• **Set tasks**:
(a) List every bulb designation mentioned in the forum thread on the Golf city light bulb.
(b) Copy the forum thread on the Golf city light bulb word for word, everything from "## sleepygti28 (Feb" down to "same physical dimenstions.".

-- start Passage --

# mkiv golf city light bulb?



## cseaman (Jul 8, 2003)

okay guys, i have no idea what kind of bulb the mkiv golf's city light is, i want to replace them but i don't even know where to look or what to look for.
what size is it? or number or whatever it means.
sorry for me not understanding light terminology at all
yes, i searched for about 15 minutes but couldn't find anything that stated what i was looking for


----------



## dennisgli (May 17, 2003)

*Re: mkiv golf city light bulb? (KC Jazz)*

I belive it is a W5W.


----------



## sleepygti28 (Feb 24, 2005)

also known as 194/168 wedge bulb.


----------



## dennisgli (May 17, 2003)

*Re: (sleepygti28)*

A 168 is equivalent to W5W - a 194 is lower power and not as bright - but the same physical dimenstions.


----------



## Hetzen (Dec 10, 2003)

*Re: mkiv golf city light bulb? (KC Jazz)*

Yellow on blue looks nice.
http://www.ltbmotorsports.com/pimibu.html
That's where I got mine from.


----------



## cseaman (Jul 8, 2003)

*Re: mkiv golf city light bulb? (Hetzen)*

rad! thanks a lot for all the info guys. http://****************.com/smile/emthup.gif http://****************.com/smile/emthup.gif http://****************.com/smile/emthup.gif http://****************.com/smile/emthup.gif http://****************.com/smile/emthup.gif


----------

-- end Passage --
-- start Data extract --

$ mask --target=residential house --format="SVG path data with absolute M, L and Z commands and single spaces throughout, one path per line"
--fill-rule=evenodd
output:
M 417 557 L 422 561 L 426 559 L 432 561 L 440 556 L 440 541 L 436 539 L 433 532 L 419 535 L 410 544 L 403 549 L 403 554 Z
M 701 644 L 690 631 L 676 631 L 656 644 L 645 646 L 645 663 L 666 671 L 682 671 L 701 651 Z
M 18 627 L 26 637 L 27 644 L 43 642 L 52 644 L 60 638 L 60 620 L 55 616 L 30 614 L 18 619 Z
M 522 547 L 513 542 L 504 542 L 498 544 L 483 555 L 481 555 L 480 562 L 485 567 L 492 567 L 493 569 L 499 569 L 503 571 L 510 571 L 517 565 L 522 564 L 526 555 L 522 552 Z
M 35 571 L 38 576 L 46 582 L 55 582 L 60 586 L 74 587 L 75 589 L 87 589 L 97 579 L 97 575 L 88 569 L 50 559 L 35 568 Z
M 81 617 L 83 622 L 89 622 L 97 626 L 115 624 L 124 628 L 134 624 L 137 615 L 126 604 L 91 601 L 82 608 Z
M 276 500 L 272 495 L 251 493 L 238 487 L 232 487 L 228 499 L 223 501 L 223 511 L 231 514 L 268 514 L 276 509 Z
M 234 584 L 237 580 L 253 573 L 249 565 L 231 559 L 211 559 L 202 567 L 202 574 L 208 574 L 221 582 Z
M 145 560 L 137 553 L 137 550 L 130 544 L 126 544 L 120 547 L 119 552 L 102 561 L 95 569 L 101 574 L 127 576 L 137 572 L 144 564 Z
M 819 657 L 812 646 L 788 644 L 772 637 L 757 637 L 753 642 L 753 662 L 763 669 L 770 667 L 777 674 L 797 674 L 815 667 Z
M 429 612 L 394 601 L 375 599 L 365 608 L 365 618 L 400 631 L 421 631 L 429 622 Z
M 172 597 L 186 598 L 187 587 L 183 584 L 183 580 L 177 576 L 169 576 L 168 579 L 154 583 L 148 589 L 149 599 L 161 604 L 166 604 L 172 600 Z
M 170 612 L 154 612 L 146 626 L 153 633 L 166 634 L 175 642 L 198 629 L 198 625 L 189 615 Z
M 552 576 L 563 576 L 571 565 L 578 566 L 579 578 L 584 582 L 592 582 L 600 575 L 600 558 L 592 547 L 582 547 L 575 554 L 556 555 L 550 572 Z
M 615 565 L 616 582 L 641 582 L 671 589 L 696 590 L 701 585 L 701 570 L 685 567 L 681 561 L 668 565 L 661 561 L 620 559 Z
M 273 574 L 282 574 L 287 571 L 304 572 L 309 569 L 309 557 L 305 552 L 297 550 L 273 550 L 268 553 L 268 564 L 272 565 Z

-- end Data extract --

• **Results for each task**:
(a) W5W, 194, 168

(b)
## sleepygti28 (Feb 24, 2005)

also known as 194/168 wedge bulb.


----------



## dennisgli (May 17, 2003)

*Re: (sleepygti28)*

A 168 is equivalent to W5W - a 194 is lower power and not as bright - but the same physical dimenstions.